[Directions for this task]
A copy is needed of each line in the records that has the word "above".

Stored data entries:
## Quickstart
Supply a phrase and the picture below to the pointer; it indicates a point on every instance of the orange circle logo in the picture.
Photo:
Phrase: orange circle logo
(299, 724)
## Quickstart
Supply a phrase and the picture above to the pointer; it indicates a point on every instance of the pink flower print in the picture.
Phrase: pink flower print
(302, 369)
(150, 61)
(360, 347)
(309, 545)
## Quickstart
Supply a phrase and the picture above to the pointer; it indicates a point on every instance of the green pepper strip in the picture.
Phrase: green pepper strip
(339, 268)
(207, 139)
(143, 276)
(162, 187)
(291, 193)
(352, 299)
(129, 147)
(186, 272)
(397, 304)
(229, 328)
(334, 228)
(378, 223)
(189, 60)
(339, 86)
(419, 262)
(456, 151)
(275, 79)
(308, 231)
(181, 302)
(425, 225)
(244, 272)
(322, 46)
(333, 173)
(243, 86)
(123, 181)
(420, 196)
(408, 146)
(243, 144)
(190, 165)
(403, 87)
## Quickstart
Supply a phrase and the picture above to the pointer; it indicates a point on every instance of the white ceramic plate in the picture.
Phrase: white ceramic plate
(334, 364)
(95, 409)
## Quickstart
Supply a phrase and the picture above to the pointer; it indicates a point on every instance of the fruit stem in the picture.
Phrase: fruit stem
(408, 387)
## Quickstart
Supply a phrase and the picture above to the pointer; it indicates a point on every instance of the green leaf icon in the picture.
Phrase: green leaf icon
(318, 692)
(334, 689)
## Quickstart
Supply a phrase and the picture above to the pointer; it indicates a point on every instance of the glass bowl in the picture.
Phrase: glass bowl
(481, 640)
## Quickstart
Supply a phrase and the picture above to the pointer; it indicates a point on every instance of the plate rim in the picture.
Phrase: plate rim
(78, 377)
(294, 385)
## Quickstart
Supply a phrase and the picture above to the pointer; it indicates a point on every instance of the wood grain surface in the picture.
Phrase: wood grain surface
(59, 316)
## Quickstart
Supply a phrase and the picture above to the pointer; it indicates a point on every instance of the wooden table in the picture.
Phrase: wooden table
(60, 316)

[Reply]
Supply a phrase and the picture above to the pointer; it indicates a point on every instance of the pink flower print in the picture.
Supply a phrase and the picture above to the pointer; it indicates a point on every instance of the green pepper strip in the picture.
Supply a phrase and the picture above to the pointer; it indicates a point on every instance of the white ceramic plate in the picture.
Supply a phrase and the picture above to the pointer; it indicates a point on every instance of the fruit stem in the picture.
Supply a phrase and the picture above to the pointer; it indicates a point on every instance of the green leaf icon in the picture.
Supply a phrase and the picture above to the pointer; it indicates a point on every instance of the glass bowl in the picture.
Supply a phrase and the picture above to the pointer; it indicates a point on every instance of the plate rim in the picture.
Supply a phrase and the picture above to the pointer; it indicates a point on every instance of the wood grain surface in the picture.
Supply a phrase and the picture above to the pointer; it indicates a point on every instance of the wooden table in the picture.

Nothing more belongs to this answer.